Requirements
[1] List the three main categories of military operations that the excerpt on the three-block war names.
[2] In one to three sentences, explain why the excerpt on the three-block war calls the term "deceptively simple."

Document passage
Beyond the Three-Block War, edited by David Rudd, Deborah Bayley, and Ewa K. Petruczynik, Canadian Institute of Strategic Studies, 2006, ISBN 1-894736-10-9, 122 pp., paper, $30.00. To order, go to https://media4.magma.ca/ www.ciss.ca/order.htm.

Beyond the Three-Block War begins with remarks by David Rudd, President and Executive Director of the Canadian Institute of Strategic Studies (CISS):
 The "three-block war" is a term which, on the surface,
 seems deceptively simple. Coined by the former
 Commandant of the US Marine Corps, General Charles
 Krulak, it envisions the conduct of the three main categories
 of military operations--combat, stabilization, and
 humanitarian support--simultaneously within a confined
 geographical space. But beneath the conceptual simplicity
 is a complex, multi-dimensional puzzle with which all allied
 militaries ... are struggling to come to terms.

Listing

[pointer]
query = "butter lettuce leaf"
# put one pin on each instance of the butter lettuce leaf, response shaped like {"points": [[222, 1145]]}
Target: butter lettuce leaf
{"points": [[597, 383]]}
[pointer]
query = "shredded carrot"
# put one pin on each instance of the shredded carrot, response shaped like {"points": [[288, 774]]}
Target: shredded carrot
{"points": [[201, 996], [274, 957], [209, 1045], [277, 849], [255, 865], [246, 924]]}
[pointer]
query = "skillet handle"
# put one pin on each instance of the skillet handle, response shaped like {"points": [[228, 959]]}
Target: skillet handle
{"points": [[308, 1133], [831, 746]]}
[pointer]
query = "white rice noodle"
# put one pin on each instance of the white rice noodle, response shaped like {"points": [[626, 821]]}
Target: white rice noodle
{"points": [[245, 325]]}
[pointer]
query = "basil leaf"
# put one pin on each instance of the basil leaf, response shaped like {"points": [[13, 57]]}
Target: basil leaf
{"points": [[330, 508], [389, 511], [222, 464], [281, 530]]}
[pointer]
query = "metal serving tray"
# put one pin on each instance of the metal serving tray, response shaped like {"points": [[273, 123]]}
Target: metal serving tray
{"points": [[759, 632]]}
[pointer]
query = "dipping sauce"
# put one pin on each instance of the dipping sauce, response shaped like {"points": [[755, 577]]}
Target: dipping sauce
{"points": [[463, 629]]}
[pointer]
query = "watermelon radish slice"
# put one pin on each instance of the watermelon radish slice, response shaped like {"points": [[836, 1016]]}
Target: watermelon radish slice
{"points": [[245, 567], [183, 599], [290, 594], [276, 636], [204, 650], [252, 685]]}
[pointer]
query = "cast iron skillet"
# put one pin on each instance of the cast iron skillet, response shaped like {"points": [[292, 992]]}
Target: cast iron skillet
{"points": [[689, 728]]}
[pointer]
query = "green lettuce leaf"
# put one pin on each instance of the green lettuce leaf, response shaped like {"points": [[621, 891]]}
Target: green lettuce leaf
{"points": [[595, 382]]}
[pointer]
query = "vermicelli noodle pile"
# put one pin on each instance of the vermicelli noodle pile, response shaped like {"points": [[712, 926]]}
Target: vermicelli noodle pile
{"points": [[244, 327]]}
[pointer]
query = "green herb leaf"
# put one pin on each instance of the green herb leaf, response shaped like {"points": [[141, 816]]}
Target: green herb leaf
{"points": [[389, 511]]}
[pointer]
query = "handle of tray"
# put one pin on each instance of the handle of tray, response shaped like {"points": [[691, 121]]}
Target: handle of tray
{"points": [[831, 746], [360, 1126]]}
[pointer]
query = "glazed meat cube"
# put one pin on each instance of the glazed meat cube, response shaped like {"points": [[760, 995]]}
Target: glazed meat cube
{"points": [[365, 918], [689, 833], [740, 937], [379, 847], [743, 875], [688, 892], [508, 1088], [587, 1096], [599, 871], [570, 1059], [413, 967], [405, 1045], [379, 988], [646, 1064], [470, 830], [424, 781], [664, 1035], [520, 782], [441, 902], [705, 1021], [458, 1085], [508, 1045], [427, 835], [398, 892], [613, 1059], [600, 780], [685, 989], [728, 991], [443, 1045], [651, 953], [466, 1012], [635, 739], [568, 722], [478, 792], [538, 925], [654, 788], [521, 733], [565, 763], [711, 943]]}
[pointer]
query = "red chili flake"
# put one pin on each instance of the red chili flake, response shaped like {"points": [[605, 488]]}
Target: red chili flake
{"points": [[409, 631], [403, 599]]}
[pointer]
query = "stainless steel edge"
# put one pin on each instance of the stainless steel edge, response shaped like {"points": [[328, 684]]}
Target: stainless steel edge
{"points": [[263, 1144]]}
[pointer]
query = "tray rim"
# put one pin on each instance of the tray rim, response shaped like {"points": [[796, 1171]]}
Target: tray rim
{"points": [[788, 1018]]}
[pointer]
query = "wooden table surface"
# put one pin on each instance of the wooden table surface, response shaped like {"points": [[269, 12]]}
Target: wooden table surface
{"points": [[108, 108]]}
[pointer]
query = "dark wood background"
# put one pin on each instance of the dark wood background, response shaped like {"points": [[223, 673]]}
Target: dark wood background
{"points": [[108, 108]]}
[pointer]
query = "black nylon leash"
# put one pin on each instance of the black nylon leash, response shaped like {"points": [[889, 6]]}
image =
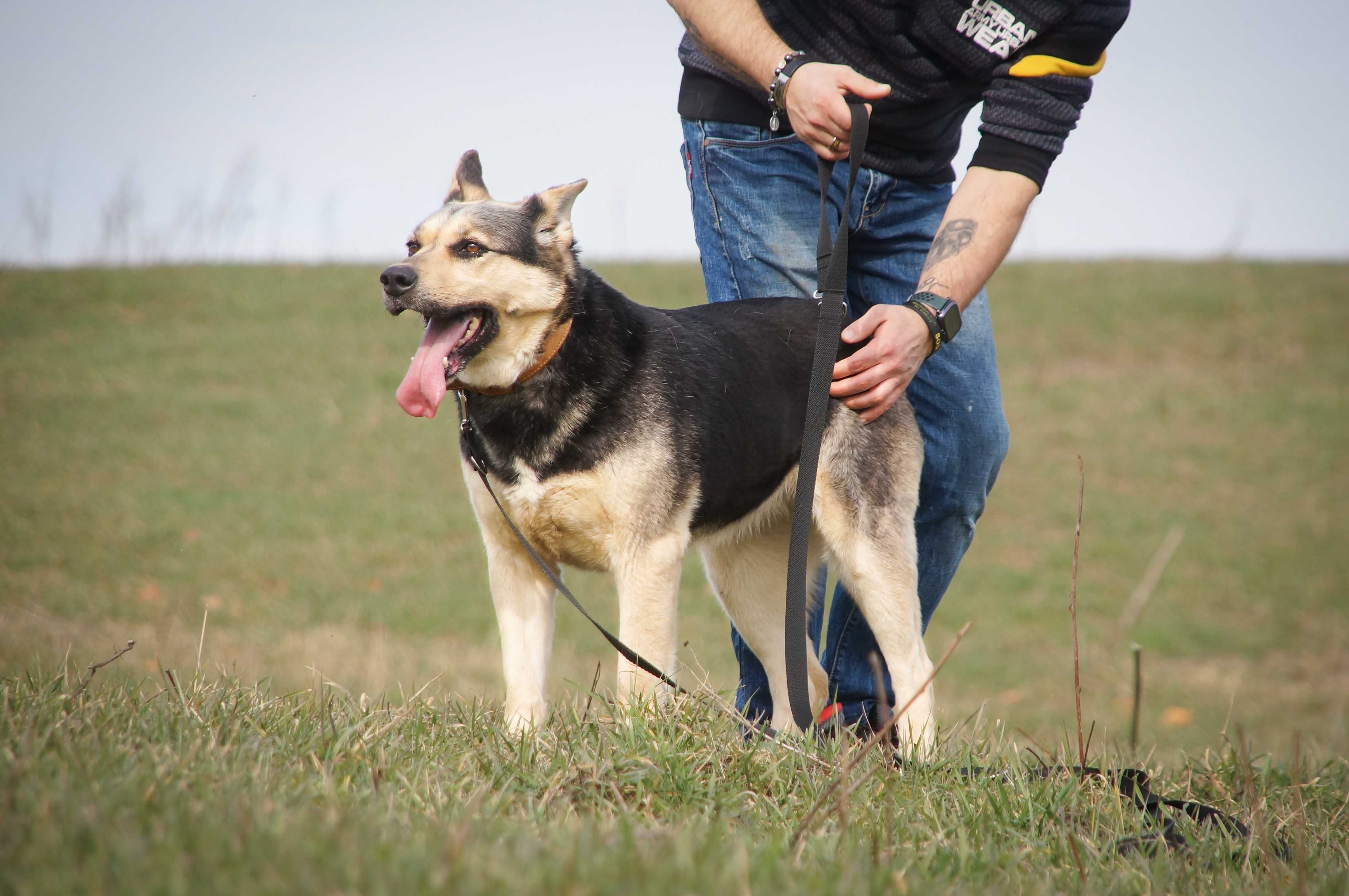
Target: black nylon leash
{"points": [[1135, 786], [831, 293], [470, 437]]}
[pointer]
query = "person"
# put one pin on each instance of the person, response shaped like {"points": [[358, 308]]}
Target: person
{"points": [[761, 96]]}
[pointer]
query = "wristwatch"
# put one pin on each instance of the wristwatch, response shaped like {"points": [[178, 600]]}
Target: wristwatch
{"points": [[941, 314], [777, 88]]}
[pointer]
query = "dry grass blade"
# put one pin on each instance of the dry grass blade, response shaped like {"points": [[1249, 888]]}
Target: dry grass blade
{"points": [[1138, 699], [1300, 822], [1151, 576], [1073, 612], [95, 668], [1259, 830], [809, 822]]}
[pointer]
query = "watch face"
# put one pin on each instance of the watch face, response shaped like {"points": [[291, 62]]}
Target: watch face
{"points": [[952, 320]]}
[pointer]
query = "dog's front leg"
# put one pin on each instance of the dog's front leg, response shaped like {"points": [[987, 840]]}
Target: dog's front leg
{"points": [[648, 604], [524, 601]]}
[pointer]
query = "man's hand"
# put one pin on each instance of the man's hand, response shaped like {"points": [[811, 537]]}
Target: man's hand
{"points": [[876, 375], [817, 107]]}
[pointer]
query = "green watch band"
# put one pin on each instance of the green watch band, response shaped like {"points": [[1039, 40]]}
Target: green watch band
{"points": [[946, 313], [934, 328]]}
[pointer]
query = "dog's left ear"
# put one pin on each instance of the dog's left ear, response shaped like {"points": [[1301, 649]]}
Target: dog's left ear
{"points": [[467, 185], [555, 209]]}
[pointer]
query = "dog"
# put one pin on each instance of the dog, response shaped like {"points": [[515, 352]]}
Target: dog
{"points": [[640, 433]]}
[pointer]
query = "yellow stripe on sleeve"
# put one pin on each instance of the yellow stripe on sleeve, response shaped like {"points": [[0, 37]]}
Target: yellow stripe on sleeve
{"points": [[1037, 67]]}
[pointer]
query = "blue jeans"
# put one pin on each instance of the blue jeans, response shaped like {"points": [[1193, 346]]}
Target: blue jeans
{"points": [[756, 213]]}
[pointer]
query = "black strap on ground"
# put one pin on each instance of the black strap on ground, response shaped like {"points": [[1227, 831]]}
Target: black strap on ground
{"points": [[1135, 786], [831, 281], [470, 436]]}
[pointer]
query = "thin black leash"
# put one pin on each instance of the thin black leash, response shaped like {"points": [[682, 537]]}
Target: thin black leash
{"points": [[470, 436]]}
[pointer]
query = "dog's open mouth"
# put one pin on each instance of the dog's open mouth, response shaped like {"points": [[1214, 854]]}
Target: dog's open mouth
{"points": [[447, 347]]}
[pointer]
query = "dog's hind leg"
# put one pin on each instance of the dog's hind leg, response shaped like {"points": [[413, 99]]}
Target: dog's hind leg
{"points": [[524, 601], [865, 499], [648, 603], [873, 548], [748, 572]]}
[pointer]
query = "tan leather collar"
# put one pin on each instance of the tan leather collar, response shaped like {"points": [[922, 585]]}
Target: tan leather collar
{"points": [[551, 347]]}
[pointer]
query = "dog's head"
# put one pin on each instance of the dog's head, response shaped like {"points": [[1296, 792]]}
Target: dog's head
{"points": [[493, 281]]}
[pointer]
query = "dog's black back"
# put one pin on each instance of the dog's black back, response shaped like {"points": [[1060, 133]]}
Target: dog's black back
{"points": [[728, 381]]}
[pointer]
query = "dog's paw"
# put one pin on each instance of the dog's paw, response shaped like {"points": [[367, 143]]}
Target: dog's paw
{"points": [[525, 719]]}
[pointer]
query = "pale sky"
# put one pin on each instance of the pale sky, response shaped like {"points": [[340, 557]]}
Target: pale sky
{"points": [[305, 131]]}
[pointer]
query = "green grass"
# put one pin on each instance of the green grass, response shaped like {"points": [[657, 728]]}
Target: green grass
{"points": [[219, 787], [225, 440]]}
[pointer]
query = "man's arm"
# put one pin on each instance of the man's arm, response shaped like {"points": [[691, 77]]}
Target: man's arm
{"points": [[737, 37], [980, 224]]}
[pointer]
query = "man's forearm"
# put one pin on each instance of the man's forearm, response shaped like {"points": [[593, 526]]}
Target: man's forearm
{"points": [[977, 231], [736, 36]]}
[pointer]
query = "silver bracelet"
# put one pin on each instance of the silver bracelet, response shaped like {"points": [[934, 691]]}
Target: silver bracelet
{"points": [[777, 87]]}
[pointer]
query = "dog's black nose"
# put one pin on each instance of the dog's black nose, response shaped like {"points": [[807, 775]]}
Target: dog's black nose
{"points": [[399, 279]]}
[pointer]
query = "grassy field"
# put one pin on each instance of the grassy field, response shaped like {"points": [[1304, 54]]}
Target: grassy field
{"points": [[223, 442]]}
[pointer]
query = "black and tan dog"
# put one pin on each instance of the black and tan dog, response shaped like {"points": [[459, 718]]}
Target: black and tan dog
{"points": [[619, 436]]}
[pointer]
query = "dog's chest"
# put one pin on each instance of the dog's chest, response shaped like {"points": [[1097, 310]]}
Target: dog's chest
{"points": [[566, 517]]}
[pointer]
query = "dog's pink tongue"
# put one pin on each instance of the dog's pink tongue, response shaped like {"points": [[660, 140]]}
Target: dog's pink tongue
{"points": [[424, 387]]}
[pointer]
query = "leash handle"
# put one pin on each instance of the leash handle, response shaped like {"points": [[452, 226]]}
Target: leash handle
{"points": [[831, 293]]}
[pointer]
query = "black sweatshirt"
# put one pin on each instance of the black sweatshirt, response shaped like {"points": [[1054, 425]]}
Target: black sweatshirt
{"points": [[1028, 61]]}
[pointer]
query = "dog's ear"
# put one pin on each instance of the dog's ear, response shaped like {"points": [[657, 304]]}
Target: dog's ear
{"points": [[555, 208], [467, 185]]}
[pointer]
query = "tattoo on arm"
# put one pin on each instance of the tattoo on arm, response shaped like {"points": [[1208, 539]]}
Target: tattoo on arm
{"points": [[952, 240], [933, 285]]}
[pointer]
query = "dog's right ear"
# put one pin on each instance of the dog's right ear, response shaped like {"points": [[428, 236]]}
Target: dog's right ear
{"points": [[467, 185]]}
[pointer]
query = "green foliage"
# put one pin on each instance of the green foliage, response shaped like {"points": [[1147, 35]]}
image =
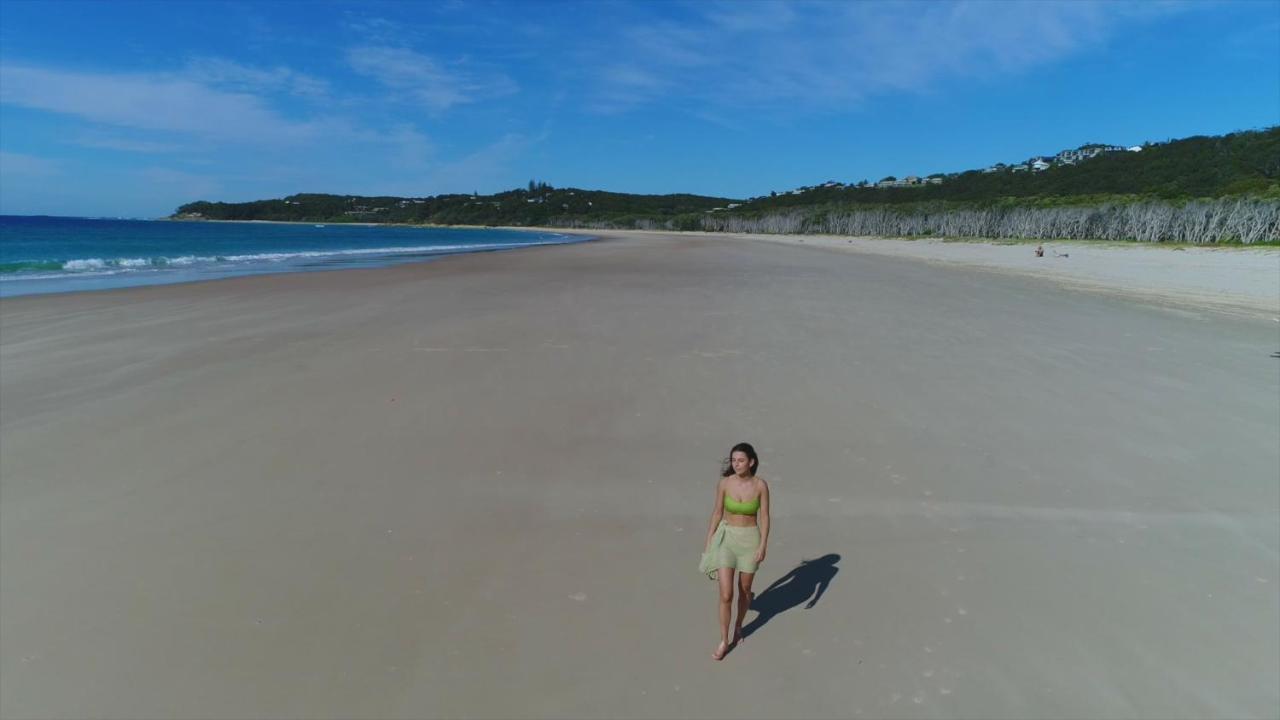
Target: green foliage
{"points": [[1238, 164]]}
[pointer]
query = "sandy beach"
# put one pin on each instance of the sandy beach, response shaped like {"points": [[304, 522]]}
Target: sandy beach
{"points": [[479, 487]]}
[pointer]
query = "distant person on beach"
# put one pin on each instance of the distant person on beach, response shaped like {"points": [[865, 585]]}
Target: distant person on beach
{"points": [[739, 534]]}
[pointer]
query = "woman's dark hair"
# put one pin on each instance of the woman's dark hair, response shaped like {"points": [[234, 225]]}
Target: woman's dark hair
{"points": [[727, 465]]}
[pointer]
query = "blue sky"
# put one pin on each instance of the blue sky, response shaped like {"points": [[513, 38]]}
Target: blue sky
{"points": [[133, 108]]}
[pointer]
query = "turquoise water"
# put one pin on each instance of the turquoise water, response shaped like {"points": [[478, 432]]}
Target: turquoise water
{"points": [[40, 254]]}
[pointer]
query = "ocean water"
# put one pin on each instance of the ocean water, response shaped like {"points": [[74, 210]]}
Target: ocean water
{"points": [[40, 254]]}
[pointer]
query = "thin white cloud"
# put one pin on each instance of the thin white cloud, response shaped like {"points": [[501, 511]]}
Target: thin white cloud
{"points": [[109, 141], [18, 165], [155, 103], [425, 81], [831, 55], [238, 77]]}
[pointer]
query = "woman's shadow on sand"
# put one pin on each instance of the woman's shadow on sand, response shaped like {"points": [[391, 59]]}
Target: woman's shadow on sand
{"points": [[808, 580]]}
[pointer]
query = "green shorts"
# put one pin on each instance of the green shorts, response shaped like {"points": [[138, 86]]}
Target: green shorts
{"points": [[737, 551]]}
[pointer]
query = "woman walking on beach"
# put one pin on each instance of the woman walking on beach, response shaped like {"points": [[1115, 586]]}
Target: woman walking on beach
{"points": [[737, 536]]}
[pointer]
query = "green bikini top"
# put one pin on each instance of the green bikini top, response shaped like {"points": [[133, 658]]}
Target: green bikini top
{"points": [[741, 507]]}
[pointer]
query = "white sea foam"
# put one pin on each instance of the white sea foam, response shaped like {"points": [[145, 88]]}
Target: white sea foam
{"points": [[106, 267]]}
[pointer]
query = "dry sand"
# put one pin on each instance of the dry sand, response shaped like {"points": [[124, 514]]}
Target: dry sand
{"points": [[479, 487]]}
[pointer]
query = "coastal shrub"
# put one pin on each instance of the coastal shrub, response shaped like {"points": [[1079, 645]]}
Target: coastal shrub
{"points": [[1244, 220]]}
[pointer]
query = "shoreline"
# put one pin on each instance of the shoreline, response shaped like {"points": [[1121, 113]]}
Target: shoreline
{"points": [[1232, 279], [478, 487]]}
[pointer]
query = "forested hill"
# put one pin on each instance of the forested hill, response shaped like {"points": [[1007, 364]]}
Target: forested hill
{"points": [[1244, 164], [1229, 165], [539, 204]]}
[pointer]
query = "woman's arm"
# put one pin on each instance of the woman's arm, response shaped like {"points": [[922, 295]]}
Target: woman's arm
{"points": [[717, 511], [763, 520]]}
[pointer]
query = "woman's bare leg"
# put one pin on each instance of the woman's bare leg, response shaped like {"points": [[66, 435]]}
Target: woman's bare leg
{"points": [[744, 602], [726, 609]]}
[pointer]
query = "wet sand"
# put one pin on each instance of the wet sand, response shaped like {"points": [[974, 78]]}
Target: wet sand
{"points": [[479, 487]]}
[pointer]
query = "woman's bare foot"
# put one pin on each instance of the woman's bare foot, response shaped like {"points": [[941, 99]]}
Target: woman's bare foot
{"points": [[720, 651]]}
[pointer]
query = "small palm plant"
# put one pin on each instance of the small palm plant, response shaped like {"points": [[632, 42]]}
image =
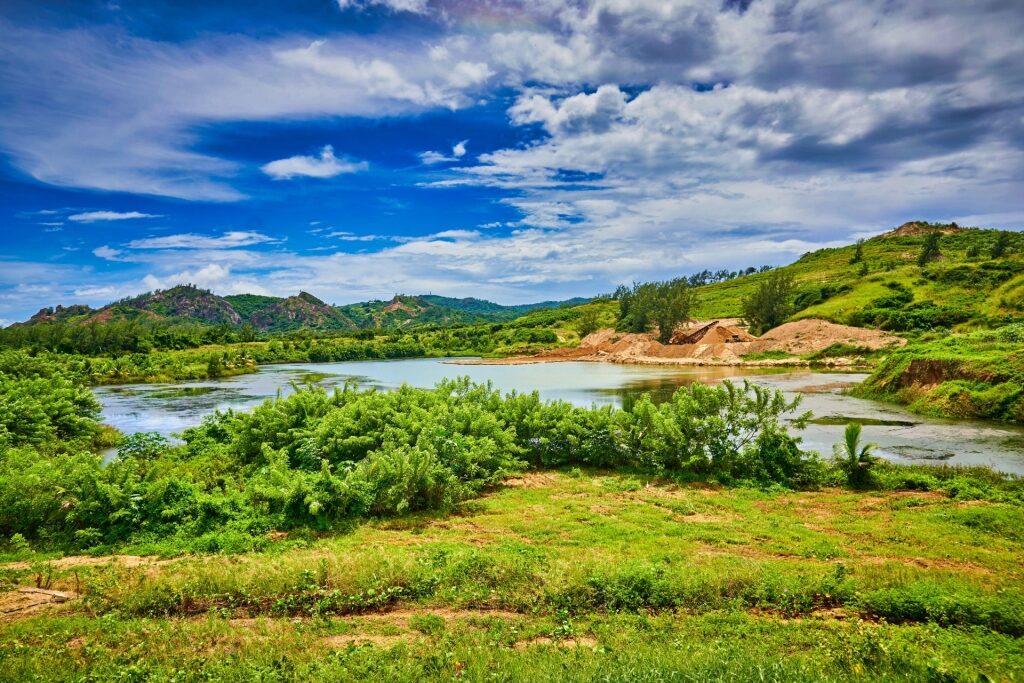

Solutions
[1] Combat, stabilization, and humanitarian support.

[2] The term appears simple because it merely envisions combat, stabilization, and humanitarian support taking place at the same time within a confined geographical space. Beneath that conceptual simplicity, however, lies a complex, multi-dimensional puzzle that all allied militaries are struggling to come to terms with.